▸ EXTRACTED RECORDS
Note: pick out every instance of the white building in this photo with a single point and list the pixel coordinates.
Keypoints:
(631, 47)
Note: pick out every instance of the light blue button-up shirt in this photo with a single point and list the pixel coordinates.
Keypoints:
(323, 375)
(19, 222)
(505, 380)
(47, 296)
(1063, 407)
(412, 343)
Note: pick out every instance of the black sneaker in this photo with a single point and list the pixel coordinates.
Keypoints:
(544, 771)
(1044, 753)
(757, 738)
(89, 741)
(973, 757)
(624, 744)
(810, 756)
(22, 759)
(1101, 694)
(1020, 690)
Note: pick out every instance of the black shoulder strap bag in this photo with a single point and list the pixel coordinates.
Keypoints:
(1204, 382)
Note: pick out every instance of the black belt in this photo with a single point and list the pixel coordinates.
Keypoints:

▸ WORK TO BE COMPLETED
Rewrite everything from the line containing "Note: pick out every instance of the light" down to the end of the listing, changing "sneaker" to "running shoe" and leaving everything else the same.

▸ WRITTEN ANSWER
Note: pick out every instance of the light blue button-up shirt in this photo with a single point and list the pixel coordinates.
Keypoints:
(323, 375)
(19, 222)
(505, 380)
(47, 296)
(1063, 407)
(412, 343)
Note: pick out every instance of the black running shoe in this photo with a single point and list the pixel coordinates.
Keypoints:
(544, 771)
(1044, 753)
(757, 738)
(89, 741)
(973, 757)
(624, 744)
(810, 756)
(22, 759)
(1101, 694)
(1020, 690)
Note: pick out every instance of the black shoulder strap bag in this photo with a single point and list the pixel coordinates.
Keypoints:
(1204, 382)
Note: pick out every instance of the black belt in this photo with a single point and list the pixel coordinates.
Keypoints:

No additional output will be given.